* [REQUIRED WORK]:
[a] Decide whether each statement agrees with the Databricks patch, answering yes or no and quoting the deciding words of the patch: (i) the patch changes a single file; (ii) the patch is dated March 2022; (iii) the subject line says the patch fixes issue #3426.
[b] Extend the Databricks patch, picking up right after its last line.

* [ARTICLE]:
-.-.-

From 3e92693d3486c1a21d42b5d594038d4b5342dcee Mon Sep 17 00:00:00 2001
From: Mayur Singal <39544459+ulixius9@users.noreply.github.com>
Date: Tue, 15 Mar 2022 19:13:05 +0530
Subject: [PATCH] Fix #3419: Databricks struct, array & map supported (#3426)

* Fix #3419: Databricks struct, array & map supported

* optimized code

* added comments
---
 .../metadata/ingestion/source/databricks.py   | 81 +++++++++++++++++++
 1 file changed, 81 insertions(+)

diff --git a/ingestion/src/metadata/ingestion/source/databricks.py b/ingestion/src/metadata/ingestion/source/databricks.py
index 0f610fa1ed0..56d2b8157aa 100644
--- a/ingestion/src/metadata/ingestion/source/databricks.py
+++ b/ingestion/src/metadata/ingestion/source/databricks.py
@@ -9,8 +9,15 @@
 #  See the License for the specific language governing permissions and
 #  limitations under the License.

-.-.-

* [COLLECTED MATERIAL]:
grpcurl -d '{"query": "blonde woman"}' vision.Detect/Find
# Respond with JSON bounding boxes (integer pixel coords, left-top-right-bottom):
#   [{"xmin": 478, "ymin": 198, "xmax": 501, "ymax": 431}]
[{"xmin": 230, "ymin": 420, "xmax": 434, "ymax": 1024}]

-.-.-

* [EXPECTED ANSWERS]:
[a]
(i) Yes: "1 file changed, 81 insertions(+)".
(ii) Yes: "Date: Tue, 15 Mar 2022 19:13:05 +0530".
(iii) No: "Fix #3419".

[b]
 
+import re
 from typing import Optional
 
+from pyhive.sqlalchemy_hive import _type_map
+from sqlalchemy import types, util
+from sqlalchemy.engine import reflection
+from sqlalchemy.sql.sqltypes import String
+from sqlalchemy_databricks._dialect import DatabricksDialect
+
 from metadata.generated.schema.entity.services.databaseService import (
     DatabaseServiceType,
 )
@@ -19,6 +26,80 @@ from metadata.ingestion.source.sql_source import SQLSource
 from metadata.ingestion.source.sql_source_common import SQLConnectionConfig
 
 
+class STRUCT(String):
+    #  This class is added to support STRUCT datatype
+    """The SQL STRUCT type."""
+
+    __visit_name__ = "STRUCT"
+
+
+class ARRAY(String):
+    #  This class is added to support ARRAY datatype
+    """The SQL ARRAY type."""
+
+    __visit_name__ = "ARRAY"
+
+
+class MAP(String):
+    #  This class is added to support MAP datatype
+    """The SQL MAP type."""
+
+    __visit_name__ = "MAP"
+
+
+# overriding pyhive.sqlalchemy_hive._type_map
+# mapping struct, array & map to custom classed instead of sqltypes.String
+_type_map.update({"struct": STRUCT, "array": ARRAY, "map": MAP})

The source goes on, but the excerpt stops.